Manel Loureiro, diez años conviviendo con los zombis

Alfredo López Penide
López Penide PONTEVEDRA / LA VOZ

PONTEVEDRA

CAPOTILLO

El 30 de diciembre del 2005 escribió las primeras líneas de un blog que se convertiría en un fenómeno mundial

23 jul 2020 . Actualizado a las 19:45 h.

No hay que ser un friki, ni muy aficionado al terror para saber que si a uno le muerde un zombi ya puede hacer testamento. Pero, ¿qué ocurre cuando es el perro el que muerde al hombre? ¿Qué pasa cuando es la persona, y más concretamente un abogado, la que le hinca el diente a un muerto viviente? Pues que su vida da un giro de 180 grados.

Eso es lo que le ocurrió a Manel Loureiro, posiblemente el escritor pontevedrés vivo más internacional. Hace exactamente una década, empezó a teclear las primeras líneas de un blog que, en cuestión de muy poco tiempo, se convertiría en todo un fenómeno mundial. «Aquello fue una situación absolutamente extraña. Yo era abogado y la literatura jurídica es, como decirlo, densa. Un par de semanas antes de que empezara a escribir, que lo hice el día de mi cumpleaños del 2005, fui al juzgado y tuve que decir: 'Señoría, me veo en la obligación de excitar el celo del miembro del ministerio fiscal'. Es la manera ritual correcta de decirle al fiscal que se ponga las pilas. Al decir aquello me di cuenta de que estaba hablando con el lenguaje de otro y que mi vida consistía en expresarme de una manera encorsetada, por lo que, por higiene mental, quise escribir de algo lo más alejado de aquel mundo».

Ya por entonces pensó en ambientar su incursión literaria en una distopía, un escenario que todo buen aficionado a la ficción conoce y que la Real Academia de la Lengua define como la «representación ficticia de una sociedad futura de características negativas causantes de la alienación humana». Solo faltaba el ingrediente que diera consistencia y sobre el que girase la trama. Y este surgió visionando un clásico, la primera película que mostraba en pantalla a los zombis tal y como el imaginario colectivo los representa: La noche de los muertos vivientes, de George A. Romero.

*Tareas*
1. Haz una lista con todos los nombres de personas que aparecen en el artículo.
2. Identifica cada fila de abajo que contenga la palabra "negative" y cópiala entera. Ten en cuenta las mayúsculas y las minúsculas.

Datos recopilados
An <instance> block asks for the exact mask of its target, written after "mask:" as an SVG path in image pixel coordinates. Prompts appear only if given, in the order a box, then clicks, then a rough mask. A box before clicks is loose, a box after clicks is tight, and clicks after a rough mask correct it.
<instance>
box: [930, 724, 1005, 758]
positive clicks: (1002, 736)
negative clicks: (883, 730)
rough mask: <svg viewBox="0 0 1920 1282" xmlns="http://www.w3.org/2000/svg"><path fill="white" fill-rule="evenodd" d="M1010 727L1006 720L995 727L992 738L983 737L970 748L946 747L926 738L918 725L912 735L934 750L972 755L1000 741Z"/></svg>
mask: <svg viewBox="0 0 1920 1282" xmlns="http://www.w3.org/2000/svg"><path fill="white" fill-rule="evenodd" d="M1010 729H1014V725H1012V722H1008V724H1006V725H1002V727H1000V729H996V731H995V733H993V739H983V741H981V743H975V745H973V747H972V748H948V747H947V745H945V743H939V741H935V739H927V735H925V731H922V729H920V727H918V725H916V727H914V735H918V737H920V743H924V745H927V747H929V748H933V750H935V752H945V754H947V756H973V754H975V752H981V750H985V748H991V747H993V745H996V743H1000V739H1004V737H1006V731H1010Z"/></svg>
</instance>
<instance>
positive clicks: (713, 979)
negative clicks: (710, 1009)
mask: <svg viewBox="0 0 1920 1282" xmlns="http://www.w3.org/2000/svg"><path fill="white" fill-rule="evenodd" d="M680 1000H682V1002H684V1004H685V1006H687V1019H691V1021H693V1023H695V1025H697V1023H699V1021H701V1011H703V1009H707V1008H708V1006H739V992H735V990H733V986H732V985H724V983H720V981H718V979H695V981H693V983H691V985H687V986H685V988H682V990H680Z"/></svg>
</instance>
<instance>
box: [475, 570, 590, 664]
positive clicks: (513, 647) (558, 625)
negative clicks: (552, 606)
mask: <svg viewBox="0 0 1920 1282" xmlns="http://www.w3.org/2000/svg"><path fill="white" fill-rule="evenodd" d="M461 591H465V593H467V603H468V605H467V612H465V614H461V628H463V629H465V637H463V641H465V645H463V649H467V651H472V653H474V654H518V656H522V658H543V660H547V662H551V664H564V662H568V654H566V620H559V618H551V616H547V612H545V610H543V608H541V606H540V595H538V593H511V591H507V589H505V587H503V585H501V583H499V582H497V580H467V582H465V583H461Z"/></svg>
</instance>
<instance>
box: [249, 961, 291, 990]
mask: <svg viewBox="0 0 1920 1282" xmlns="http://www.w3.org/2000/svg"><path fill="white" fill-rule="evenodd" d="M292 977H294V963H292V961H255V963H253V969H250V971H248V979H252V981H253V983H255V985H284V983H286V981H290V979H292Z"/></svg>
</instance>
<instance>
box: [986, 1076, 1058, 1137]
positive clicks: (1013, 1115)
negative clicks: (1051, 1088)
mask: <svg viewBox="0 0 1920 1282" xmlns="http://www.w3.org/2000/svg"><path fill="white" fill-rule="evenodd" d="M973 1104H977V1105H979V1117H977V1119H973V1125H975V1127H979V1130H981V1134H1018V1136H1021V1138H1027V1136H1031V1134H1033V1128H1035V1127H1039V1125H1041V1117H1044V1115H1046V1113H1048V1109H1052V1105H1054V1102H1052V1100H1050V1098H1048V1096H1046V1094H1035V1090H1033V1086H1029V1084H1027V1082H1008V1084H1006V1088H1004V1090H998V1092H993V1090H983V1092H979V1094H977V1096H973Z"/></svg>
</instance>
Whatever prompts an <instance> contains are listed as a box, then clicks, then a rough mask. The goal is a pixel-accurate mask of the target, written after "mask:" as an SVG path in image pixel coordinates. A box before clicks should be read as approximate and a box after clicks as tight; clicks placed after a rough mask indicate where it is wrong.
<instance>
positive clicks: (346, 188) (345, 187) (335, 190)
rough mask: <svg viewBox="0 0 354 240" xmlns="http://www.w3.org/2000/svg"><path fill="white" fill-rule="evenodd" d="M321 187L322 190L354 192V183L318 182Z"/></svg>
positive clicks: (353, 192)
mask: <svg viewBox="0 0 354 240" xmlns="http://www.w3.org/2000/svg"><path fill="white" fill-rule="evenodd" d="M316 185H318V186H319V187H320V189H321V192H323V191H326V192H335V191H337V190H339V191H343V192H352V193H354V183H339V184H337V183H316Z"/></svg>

*Respuestas*
1.
- Manel Loureiro
- Alfredo López Penide
- George A. Romero

2.
negative clicks: (883, 730)
negative clicks: (710, 1009)
negative clicks: (552, 606)
negative clicks: (1051, 1088)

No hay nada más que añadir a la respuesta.